**Page excerpt:**
- - - -

# Tips on shifting in Cruze Eco



## jblackburn (Apr 14, 2012)

You can take off very gently with almost no gas pressure in the Cruze. Ease up on the clutch gently, then very gingerly hit the gas. When you go to change gears, let up on the gas while depressing the clutch at the same time. Move the stick, and slowly let up on the clutch and hit the gas about halfway- 3/4 up with the clutch. 

And you can easily shift at 2000-2500 RPM between 1st and 2nd and still have plenty of power. The Cruze engine is unlike other 4 cylinders in its amazing low end response. 

Watch out for the 3-4 shift in the Eco. It'll catch you by surprise with no power if you shift too soon. 

Play with it some more and you'll get the hang of it. Part of learning to drive a new manual car is just learning what to predict. My girlfriend (who has only ever driven auto) is trying to learn to predict what gear to be in when.


----------



## CruzeEco96 (Oct 25, 2012)

Thanks for the tips. Yea after 2nd gear I am very good with it. I do rev match downshift but I wish I could heel toe(pedals are too small for me).


----------



## obermd (Mar 3, 2012)

Welcome to Cruzetalk and congrats on your new Cruze.

Park on level ground and put the car in first with the clutch in. Now, without touching the gas, slowly let out the clutch to get the car moving. Do this in reverse as well. When I was teaching my son to drive a stick he said this was the single best exercise I had him do.

Once you can do this reliably, follow jbalckburn's instructions for shifting into 2nd. If you start your up shift at 2,000 RPM you will be okay for power at the end of the shift. The Cruze's clutch/shift system is designed for medium to slow shifting, not for fast shifting.

Keep working on it and eventually a manual transmission will be automatic. Just watch out for the wide brake pedal in your significant other's automatic. You've made it over the first hurdle - getting the car to shift without stalling.


----------



## CruzeEco96 (Oct 25, 2012)

- - - -

**Given exercise 1:** Give each distinct username that heads a post in the Cruze Eco shifting thread.
**Given exercise 2:** Write the next part of the Cruze Eco shifting thread, picking up after its last line.
The lines that follow have nothing to do with the Cruze Eco shifting thread.

**Data:**
- - - -

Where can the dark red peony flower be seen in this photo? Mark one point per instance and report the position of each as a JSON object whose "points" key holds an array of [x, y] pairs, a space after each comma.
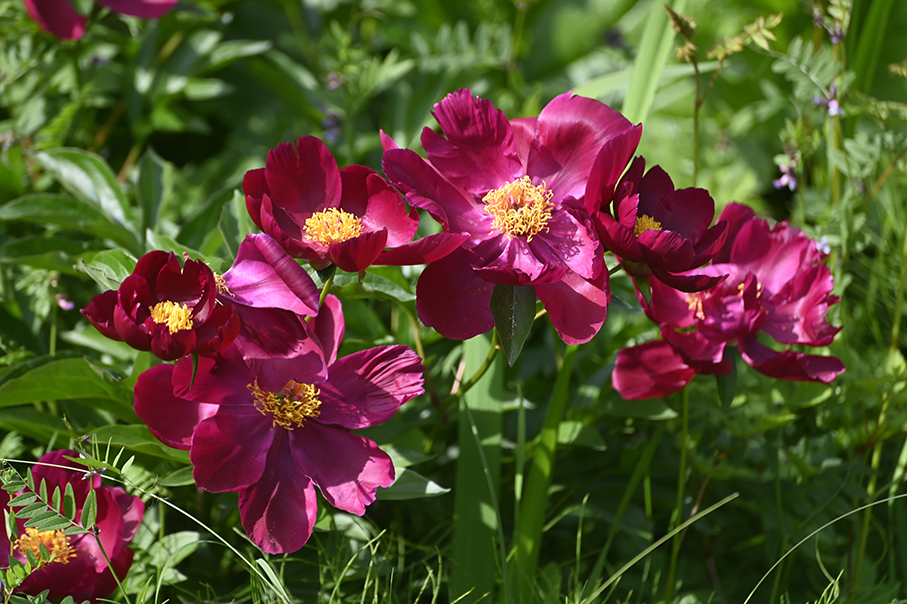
{"points": [[78, 567], [60, 18], [331, 216], [274, 431], [660, 232], [519, 190], [167, 309], [777, 284]]}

- - - -

**Exercise result 1:** jblackburn, CruzeEco96, obermd

**Exercise result 2:**
Will do. But I was wondering, do you or any eco driver pull onto intersections fast or relatively slow. Thats the biggest hurdle for me. It's hard to get up to speed in first and second gear, but after that it is easy. I am trying to get a smooth ride as well as pretty good pickup


----------



## tecollins1 (Nov 6, 2011)

obermd said:


> Park on level ground and put the car in first with the clutch in. Now, without touching the gas, slowly let out the clutch to get the car moving. Do this in reverse as well. When I was teaching my son to drive a stick he said this was the single best exercise I had him do.
> 
> Once you can do this reliably, follow jbalckburn's instructions for shifting into 2nd. If you start your up shift at 2,000 RPM you will be okay for power at the end of the shift.


This is exactly how i do it let the clutch out till it grabs (1/2 to 3/4) and the car starts to roll then apply gas. you can get her going as low as 1k on flat ground easly. i believe it idles at 800ish so not much throttle is needed.

Beginers will apply the gas first then roll off the clutch thats why the RPMs always shoot up to 3k and you only inch forward a little, then you pop the clutch and it causes the car to jerk really hard.

When i teach someone to drive my car i ALWAYS tell them slowly let the Clutch out first then apply gas as needed. not vise-versa.

btw welcome to the forum.


----------



## tecollins1 (Nov 6, 2011)

CruzeEco96 said:


> Will do. But I was wondering, do you or any eco driver pull onto intersections fast or relatively slow. Thats the biggest hurdle for me. It's hard to get up to speed in first and second gear, but after that it is easy. I am trying to get a smooth ride as well as pretty good pickup


when i first got my car it was the same for me. mostly because i havent owned a manual only driven friends cars. so getting into first gear was always a pain.

I use to shift too early and that didnt let the turbo spool up enough. you just have to learn how to get going whith the turbo lag and more experence with the clutch.

it took me about 3-4 weeks to get the hang of it. you will learn quick though. i use to practice hill starts in the park were they have car trails off the main road.


----------



## obermd (Mar 3, 2012)

Here's an entire thread on the topic of shift points. http://www.cruzetalk.com/forum/9-chevrolet-cruze-general-discussion-forum/7038-shifting-manual.html.


----------



## CruzeEco96 (Oct 25, 2012)

Thanks guys. I will soon master it, hopefully before wintertime. I'll make sure I read the thread that obermd posted. Anyways, thanks again.


----------



## Kruise (Sep 28, 2011)

my 1to2 shifts were jerky, more so than my other shifts. But recently I have been going 1to2 almost immediately after I get rolling, as soon as I am sure that I will not stall. I feel that such early shifts make things much smoother and I get no jerk whatsoever.


----------



## obermd (Mar 3, 2012)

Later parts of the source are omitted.